Problem statement – Beginning at the top of the entries below, retype each line exactly until the line containing "box: [0, 0, 1200, 751]" has been written out; include no pictures and no later lines.

Stored records:
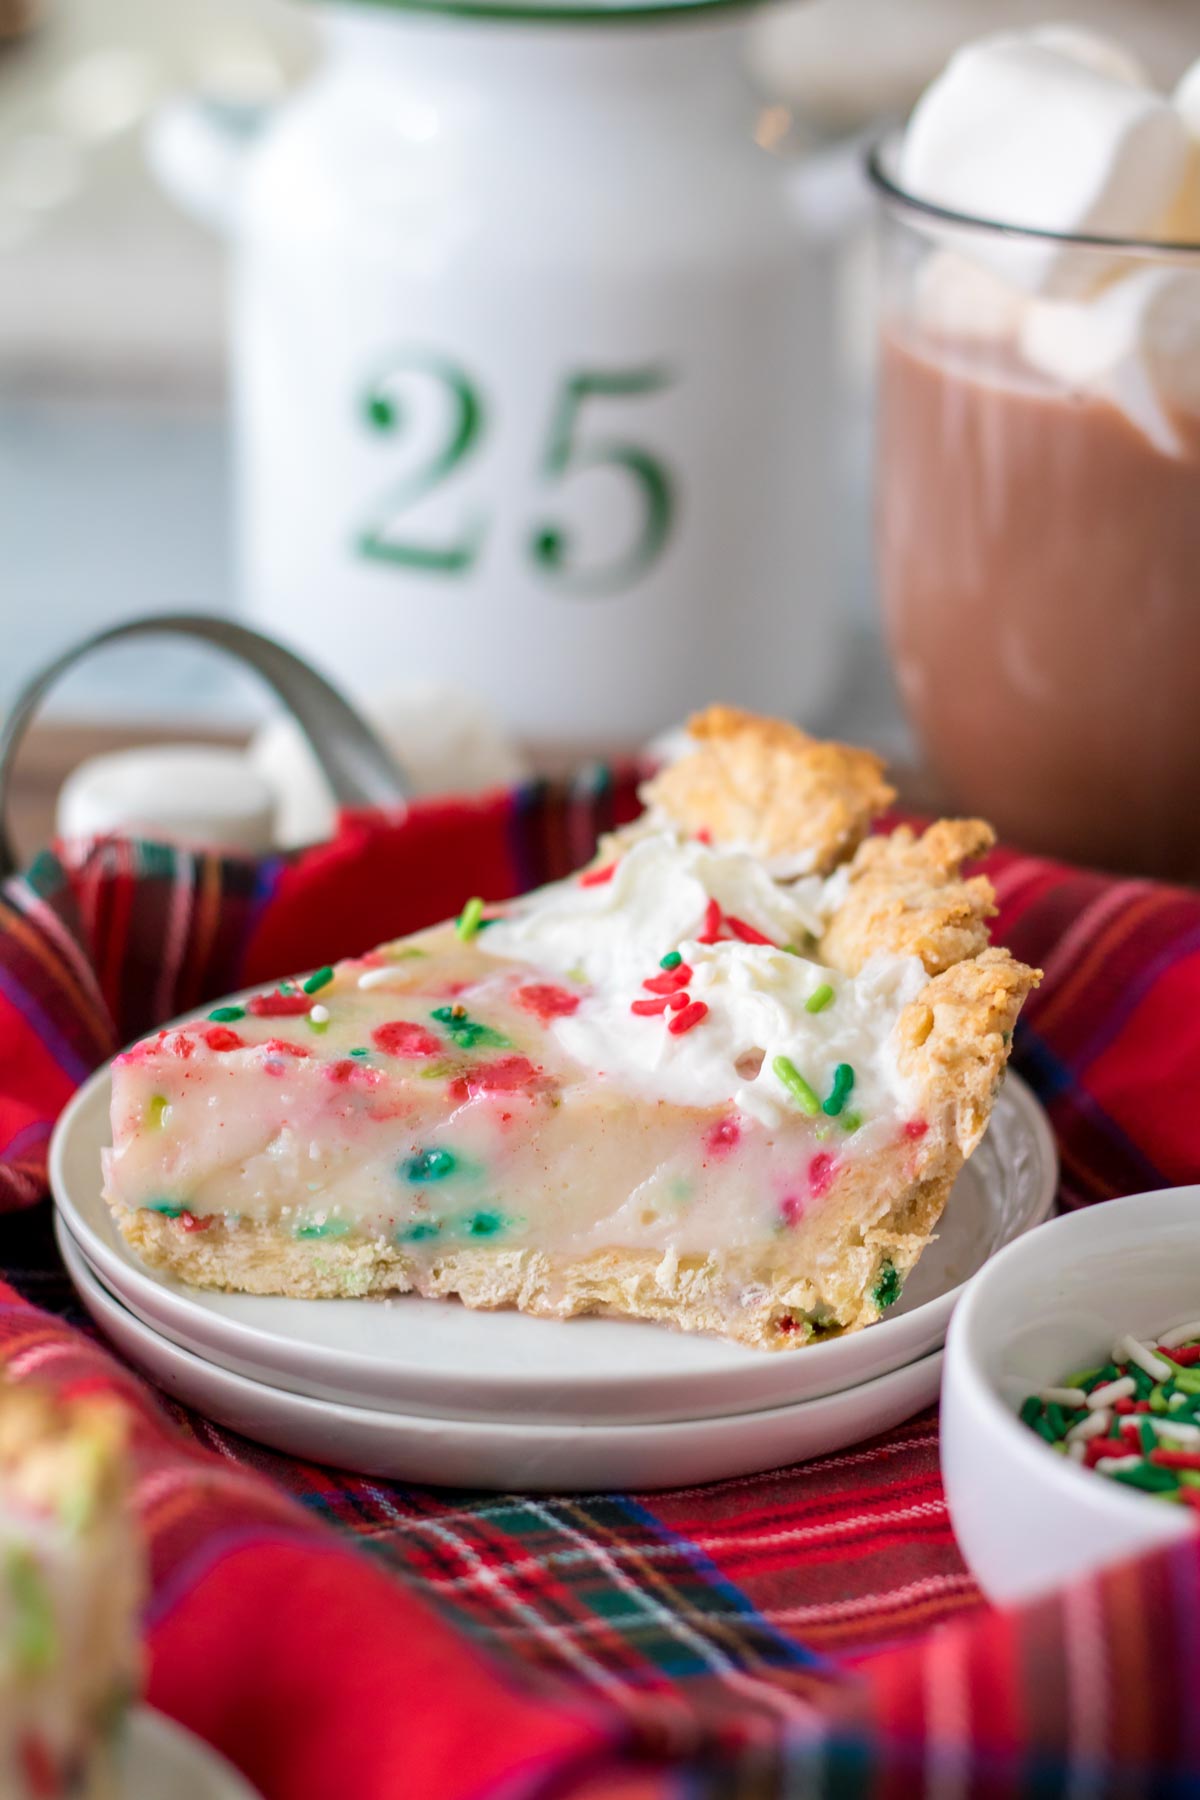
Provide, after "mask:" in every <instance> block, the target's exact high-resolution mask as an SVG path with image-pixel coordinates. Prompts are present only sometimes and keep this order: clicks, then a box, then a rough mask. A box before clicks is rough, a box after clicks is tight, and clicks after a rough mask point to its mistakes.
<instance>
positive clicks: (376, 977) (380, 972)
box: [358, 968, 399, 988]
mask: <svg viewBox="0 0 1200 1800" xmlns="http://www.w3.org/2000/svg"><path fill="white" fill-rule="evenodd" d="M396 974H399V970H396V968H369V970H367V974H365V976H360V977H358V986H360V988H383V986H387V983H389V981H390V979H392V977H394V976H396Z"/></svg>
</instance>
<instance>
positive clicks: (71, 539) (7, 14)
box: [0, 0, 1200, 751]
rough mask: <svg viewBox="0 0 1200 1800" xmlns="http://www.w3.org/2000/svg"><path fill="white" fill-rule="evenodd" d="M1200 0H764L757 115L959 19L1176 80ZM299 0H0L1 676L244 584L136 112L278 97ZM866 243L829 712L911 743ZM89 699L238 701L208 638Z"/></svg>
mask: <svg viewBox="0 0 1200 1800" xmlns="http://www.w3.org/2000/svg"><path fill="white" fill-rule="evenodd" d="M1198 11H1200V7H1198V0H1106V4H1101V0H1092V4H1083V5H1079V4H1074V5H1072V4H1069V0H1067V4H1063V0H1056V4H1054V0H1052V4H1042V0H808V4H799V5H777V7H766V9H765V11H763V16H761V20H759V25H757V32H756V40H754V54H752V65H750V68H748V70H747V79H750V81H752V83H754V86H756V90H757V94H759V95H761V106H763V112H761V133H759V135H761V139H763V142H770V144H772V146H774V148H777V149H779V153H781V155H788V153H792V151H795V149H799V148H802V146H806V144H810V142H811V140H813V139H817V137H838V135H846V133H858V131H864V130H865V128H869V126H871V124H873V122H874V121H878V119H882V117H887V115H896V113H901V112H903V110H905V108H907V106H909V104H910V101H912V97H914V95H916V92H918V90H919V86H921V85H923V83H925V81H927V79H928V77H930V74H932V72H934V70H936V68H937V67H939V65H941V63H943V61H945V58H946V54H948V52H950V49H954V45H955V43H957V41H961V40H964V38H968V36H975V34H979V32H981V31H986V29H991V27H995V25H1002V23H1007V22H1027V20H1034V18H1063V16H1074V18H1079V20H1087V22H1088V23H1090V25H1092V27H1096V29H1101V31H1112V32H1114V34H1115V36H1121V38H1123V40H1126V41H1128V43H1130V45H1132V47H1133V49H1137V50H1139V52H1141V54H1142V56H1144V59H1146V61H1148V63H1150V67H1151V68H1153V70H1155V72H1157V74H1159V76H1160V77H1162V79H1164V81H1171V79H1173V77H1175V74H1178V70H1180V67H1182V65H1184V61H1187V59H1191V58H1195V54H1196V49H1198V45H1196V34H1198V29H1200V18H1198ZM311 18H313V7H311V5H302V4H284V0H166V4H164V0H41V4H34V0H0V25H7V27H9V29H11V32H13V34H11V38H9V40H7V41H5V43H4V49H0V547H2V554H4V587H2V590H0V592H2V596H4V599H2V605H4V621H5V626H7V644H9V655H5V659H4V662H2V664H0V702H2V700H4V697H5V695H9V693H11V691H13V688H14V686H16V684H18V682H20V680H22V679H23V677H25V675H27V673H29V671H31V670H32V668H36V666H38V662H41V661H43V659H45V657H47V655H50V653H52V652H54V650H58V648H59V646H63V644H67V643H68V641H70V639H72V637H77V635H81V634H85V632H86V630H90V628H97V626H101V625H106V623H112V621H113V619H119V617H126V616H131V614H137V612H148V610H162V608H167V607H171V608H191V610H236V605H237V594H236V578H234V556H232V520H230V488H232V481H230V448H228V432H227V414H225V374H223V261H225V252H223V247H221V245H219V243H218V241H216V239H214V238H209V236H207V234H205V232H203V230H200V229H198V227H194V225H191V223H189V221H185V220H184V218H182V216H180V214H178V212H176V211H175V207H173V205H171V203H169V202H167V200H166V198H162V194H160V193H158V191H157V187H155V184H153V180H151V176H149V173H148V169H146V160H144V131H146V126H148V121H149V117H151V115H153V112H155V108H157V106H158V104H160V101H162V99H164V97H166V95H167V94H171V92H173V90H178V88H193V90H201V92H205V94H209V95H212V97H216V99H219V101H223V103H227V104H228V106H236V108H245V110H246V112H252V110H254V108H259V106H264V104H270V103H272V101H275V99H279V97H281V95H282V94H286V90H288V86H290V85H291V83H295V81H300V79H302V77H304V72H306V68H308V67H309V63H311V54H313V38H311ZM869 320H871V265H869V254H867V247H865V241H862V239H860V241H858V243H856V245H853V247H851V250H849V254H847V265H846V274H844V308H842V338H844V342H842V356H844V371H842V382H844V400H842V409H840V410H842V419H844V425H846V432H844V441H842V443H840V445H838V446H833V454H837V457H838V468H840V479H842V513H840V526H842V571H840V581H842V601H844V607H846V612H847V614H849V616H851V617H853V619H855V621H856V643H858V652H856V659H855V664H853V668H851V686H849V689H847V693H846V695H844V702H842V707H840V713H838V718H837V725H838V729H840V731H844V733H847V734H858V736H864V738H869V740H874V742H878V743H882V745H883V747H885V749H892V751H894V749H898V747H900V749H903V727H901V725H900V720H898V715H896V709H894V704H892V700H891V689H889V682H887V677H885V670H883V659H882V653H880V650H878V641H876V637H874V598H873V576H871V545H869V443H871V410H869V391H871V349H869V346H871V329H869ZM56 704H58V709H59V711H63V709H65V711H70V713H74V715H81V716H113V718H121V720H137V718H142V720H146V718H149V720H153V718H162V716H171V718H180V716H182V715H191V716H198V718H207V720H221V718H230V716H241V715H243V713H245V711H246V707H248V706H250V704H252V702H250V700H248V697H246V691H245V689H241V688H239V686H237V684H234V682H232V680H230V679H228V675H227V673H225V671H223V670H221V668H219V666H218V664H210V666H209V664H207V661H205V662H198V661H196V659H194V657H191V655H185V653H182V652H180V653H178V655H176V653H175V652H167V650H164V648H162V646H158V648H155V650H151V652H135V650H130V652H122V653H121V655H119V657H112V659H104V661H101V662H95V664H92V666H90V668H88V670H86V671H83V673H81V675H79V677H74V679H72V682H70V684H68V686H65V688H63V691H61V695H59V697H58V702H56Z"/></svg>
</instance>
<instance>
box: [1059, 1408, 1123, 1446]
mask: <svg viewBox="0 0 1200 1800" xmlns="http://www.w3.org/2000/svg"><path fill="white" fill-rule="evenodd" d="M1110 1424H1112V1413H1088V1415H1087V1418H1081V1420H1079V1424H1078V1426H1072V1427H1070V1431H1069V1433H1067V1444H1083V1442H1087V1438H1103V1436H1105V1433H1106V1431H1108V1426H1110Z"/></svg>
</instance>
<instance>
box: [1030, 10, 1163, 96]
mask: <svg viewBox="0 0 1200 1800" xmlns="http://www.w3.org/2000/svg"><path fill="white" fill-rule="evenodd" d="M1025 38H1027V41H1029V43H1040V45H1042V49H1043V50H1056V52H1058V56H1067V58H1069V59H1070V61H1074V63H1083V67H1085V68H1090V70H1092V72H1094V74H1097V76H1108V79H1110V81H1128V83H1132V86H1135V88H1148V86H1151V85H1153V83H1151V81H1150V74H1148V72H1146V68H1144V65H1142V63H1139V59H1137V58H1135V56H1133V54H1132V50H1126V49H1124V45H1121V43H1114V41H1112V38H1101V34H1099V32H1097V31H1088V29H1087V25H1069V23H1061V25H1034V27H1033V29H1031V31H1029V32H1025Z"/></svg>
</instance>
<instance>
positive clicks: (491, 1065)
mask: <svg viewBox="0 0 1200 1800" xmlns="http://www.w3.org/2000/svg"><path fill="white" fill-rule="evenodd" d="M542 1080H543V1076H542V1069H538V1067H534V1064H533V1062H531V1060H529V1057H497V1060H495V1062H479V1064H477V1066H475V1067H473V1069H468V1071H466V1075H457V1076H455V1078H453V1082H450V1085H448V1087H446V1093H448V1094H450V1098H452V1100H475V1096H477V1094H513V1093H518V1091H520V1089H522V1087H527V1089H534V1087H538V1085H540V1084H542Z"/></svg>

Answer section –
Provide, after "mask:" in every <instance> block, the target's exact high-resolution mask as an SVG path with image-pixel coordinates. Prompts are present only sometimes and keep this order: clicks, then a box, then a rough mask. A box before clicks is rough, a box after clicks is tight, and clicks after a rough mask point to its mistakes.
<instance>
positive clicks: (376, 977) (380, 972)
box: [358, 968, 399, 988]
mask: <svg viewBox="0 0 1200 1800" xmlns="http://www.w3.org/2000/svg"><path fill="white" fill-rule="evenodd" d="M396 974H399V970H396V968H369V970H367V974H365V976H360V977H358V986H360V988H383V986H387V983H389V981H390V979H392V977H394V976H396Z"/></svg>
</instance>
<instance>
positive clicks: (71, 539) (7, 14)
box: [0, 0, 1200, 751]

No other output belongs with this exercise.